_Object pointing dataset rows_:
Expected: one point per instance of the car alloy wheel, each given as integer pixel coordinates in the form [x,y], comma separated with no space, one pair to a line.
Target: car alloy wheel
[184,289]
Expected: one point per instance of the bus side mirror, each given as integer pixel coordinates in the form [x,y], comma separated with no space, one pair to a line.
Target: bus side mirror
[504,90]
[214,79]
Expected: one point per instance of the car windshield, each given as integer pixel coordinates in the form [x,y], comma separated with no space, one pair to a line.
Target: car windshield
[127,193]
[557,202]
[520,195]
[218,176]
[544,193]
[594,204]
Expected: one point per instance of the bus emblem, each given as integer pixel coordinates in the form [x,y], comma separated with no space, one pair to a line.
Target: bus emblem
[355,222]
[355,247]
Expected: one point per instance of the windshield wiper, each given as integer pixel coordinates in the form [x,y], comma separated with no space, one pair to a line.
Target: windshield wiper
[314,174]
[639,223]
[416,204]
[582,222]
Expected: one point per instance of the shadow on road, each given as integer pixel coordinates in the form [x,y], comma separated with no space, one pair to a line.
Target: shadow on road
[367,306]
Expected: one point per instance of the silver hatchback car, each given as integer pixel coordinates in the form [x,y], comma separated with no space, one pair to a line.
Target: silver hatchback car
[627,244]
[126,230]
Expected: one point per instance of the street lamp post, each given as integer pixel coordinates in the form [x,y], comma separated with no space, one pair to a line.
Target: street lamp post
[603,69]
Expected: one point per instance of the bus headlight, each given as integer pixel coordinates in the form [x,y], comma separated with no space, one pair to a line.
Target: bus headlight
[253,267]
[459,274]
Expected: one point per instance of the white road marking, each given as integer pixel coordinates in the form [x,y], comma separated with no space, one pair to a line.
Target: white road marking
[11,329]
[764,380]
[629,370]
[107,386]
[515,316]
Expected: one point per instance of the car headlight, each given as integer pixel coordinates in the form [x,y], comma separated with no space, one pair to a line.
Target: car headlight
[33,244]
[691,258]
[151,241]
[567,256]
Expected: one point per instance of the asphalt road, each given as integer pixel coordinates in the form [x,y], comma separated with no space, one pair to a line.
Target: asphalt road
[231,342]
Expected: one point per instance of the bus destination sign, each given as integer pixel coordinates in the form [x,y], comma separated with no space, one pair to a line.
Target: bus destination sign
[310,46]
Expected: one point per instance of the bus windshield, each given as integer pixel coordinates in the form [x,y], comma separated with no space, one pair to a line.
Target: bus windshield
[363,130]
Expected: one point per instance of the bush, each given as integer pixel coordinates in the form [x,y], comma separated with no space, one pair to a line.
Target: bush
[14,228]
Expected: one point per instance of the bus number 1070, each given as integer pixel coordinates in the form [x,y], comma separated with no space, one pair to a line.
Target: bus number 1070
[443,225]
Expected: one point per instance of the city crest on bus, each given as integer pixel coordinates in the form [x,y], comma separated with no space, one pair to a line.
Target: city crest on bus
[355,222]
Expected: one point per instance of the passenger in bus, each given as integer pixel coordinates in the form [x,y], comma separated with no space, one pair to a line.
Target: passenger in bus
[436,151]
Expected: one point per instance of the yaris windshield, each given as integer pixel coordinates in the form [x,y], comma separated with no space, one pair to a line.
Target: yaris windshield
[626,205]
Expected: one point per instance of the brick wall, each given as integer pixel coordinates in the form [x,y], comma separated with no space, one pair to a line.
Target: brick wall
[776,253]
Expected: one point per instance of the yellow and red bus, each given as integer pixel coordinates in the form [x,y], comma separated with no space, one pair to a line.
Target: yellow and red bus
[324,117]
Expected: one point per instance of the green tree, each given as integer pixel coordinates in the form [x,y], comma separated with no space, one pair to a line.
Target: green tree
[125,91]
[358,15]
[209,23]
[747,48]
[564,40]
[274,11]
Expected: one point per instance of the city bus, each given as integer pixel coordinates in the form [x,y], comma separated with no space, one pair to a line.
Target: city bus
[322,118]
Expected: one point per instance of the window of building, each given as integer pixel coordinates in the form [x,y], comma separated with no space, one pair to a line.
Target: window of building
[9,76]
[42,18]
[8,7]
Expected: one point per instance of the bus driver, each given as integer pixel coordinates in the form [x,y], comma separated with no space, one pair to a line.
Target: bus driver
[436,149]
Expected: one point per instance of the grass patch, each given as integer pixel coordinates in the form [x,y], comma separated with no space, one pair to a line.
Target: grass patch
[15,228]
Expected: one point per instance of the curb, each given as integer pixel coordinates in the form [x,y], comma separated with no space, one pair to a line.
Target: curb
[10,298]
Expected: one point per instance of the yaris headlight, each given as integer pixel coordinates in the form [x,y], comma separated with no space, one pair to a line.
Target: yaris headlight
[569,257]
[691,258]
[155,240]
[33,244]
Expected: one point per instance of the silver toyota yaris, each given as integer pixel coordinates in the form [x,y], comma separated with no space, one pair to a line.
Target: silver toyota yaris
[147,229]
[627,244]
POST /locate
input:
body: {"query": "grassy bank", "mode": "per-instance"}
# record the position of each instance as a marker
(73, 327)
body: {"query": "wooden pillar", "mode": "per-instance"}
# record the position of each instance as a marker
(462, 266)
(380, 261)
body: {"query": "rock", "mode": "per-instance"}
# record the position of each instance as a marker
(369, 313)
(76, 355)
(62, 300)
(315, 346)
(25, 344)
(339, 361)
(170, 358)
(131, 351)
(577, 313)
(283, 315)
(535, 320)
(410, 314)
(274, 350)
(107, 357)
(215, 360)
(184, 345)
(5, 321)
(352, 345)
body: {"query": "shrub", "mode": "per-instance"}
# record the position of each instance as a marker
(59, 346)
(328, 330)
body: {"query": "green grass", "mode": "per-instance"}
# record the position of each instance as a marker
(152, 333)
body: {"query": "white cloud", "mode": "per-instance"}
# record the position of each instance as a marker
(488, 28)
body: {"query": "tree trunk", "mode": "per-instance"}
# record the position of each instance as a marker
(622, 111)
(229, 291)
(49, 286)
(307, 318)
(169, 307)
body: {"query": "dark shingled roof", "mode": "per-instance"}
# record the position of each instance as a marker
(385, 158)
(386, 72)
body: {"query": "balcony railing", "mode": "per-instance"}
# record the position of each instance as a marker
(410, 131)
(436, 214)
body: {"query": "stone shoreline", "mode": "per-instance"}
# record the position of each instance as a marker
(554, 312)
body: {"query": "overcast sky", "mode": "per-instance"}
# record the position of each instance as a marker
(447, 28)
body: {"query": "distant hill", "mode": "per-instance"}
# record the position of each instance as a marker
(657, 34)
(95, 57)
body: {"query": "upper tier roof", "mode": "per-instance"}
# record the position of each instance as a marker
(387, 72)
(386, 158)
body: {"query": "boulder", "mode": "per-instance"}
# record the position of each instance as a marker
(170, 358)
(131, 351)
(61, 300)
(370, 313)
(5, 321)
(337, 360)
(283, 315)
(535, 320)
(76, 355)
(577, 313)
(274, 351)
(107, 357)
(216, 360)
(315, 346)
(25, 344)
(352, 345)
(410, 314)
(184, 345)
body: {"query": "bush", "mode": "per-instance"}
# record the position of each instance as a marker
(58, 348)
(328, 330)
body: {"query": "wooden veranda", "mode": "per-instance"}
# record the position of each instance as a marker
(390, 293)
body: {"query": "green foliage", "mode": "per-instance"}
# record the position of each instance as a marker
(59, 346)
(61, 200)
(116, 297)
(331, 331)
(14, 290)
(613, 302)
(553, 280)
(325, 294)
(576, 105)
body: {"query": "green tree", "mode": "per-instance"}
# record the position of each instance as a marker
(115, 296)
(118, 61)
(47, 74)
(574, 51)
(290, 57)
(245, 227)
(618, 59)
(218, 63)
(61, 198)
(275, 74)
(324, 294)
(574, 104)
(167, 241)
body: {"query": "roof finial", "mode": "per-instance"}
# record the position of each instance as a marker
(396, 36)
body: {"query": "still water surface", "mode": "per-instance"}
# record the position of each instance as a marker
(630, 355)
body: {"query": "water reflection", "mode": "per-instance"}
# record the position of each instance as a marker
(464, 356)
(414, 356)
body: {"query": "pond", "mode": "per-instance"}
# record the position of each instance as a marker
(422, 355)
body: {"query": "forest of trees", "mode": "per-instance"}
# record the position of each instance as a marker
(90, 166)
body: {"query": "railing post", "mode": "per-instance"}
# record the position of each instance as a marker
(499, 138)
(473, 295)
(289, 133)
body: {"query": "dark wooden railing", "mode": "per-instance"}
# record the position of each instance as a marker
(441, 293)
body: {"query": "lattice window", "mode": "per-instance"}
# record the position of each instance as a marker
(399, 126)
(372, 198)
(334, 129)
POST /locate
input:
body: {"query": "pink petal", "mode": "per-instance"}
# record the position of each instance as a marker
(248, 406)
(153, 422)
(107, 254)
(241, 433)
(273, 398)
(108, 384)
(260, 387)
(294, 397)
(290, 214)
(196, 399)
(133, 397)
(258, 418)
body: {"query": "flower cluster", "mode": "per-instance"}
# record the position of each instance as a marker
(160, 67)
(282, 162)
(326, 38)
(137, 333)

_Stated task_:
Pick out every line of the listing that contains the word "dark", and copy each one.

_Output for this exercise_:
body: {"query": "dark shingled roof", "mode": "per-instance"}
body: {"query": "dark wooden railing", "mode": "per-instance"}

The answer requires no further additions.